The platforms' go-to-market names have not yet been made public, but the their codenames, respectively 'Anchor Creek' and 'Lyndon', were revealed today.

The former will ship in a range of configurations based on the upcoming dual-core Pentium D and that chip's HyperThreading-equipped alternative, the Pentium Extreme Edition. Both will be coupled with the 945G or the 955X chipset, and Intel's 83573E LAN chip.

Lyndon will comprise the PD and today's P4 processors; the 954G and 955X chipsets; Intel's Pro 1000PM LAN adaptor; and the company's Active Management Technology.

Both platforms will continue into the 65nm era, taking on board the upcoming 'Presler' dual-core chip and its single-core sibling, 'Cedar Mill', when the appear in Q1 2006.

════════

- DIRECTION A:
Do these statements agree with the Intel platform passage? (i) Lyndon will include Intel's Active Management Technology. (ii) The go-to-market names of the platforms were revealed today. (iii) Anchor Creek configurations will be coupled with Intel's 83573E LAN chip. Answer yes or no for each, quoting the words of the passage that decide it.
- DIRECTION B:
In the Intel platform passage, what is the codename of the single-core sibling of the 'Presler' chip?
- DIRECTION C:
Resume the Intel platform passage, picking up after its final sentence.
The listing has no connection to the passage about Intel's platforms.

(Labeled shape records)
════════

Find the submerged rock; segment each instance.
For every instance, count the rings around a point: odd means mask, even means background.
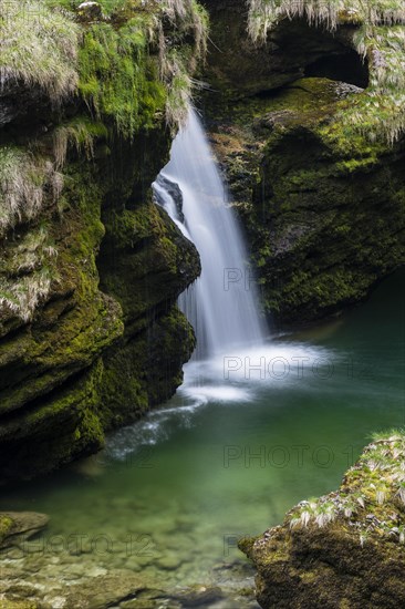
[[[405,436],[376,437],[338,492],[301,502],[281,526],[245,538],[263,609],[405,605]]]
[[[0,548],[19,546],[49,523],[45,514],[35,512],[1,512],[0,513]]]

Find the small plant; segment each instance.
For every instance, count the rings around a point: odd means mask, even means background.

════════

- TASK RESULT A:
(i) Yes: "and the company's Active Management Technology."
(ii) No: "The platforms' go-to-market names have not yet been made public."
(iii) Yes: "and Intel's 83573E LAN chip."

- TASK RESULT B:
Cedar Mill.

- TASK RESULT C:
Missing from Intel's revelations today was 'East Fork', which emerged late last year as Intel's putative home PC platform. Of course, East Fork's functionality could be provided by high-end Anchor Creek systems, so East Fork may represent something else altogether, it may have been subsumed into Anchor Creek, or it may simply have never been an Intel codename in the first place.

The 945G and 955X represent the official names of the chipsets Intel codenamed 'Lakeport' and 'Glenwood', a fact Intel confirmed last month. The 945G will be accompanied by the 945P, which lacks its integrated graphics core, as does the 955X.

Intel today re-iterated the 955X's support for dual-channel DDR 2 SDRAM clocked at 667MHz, with support for ECC memory. The chipsets' ICH7 South Bridge is capable of running four Serial ATA drives with Intel Matrix Storage Technology - the chip maker's RAID implementation. The part suppots RAID 10, said Intel Digital Enterprise Group VP Stephen Smith, which provides "RAID 0 performance with RAID 1 reliability".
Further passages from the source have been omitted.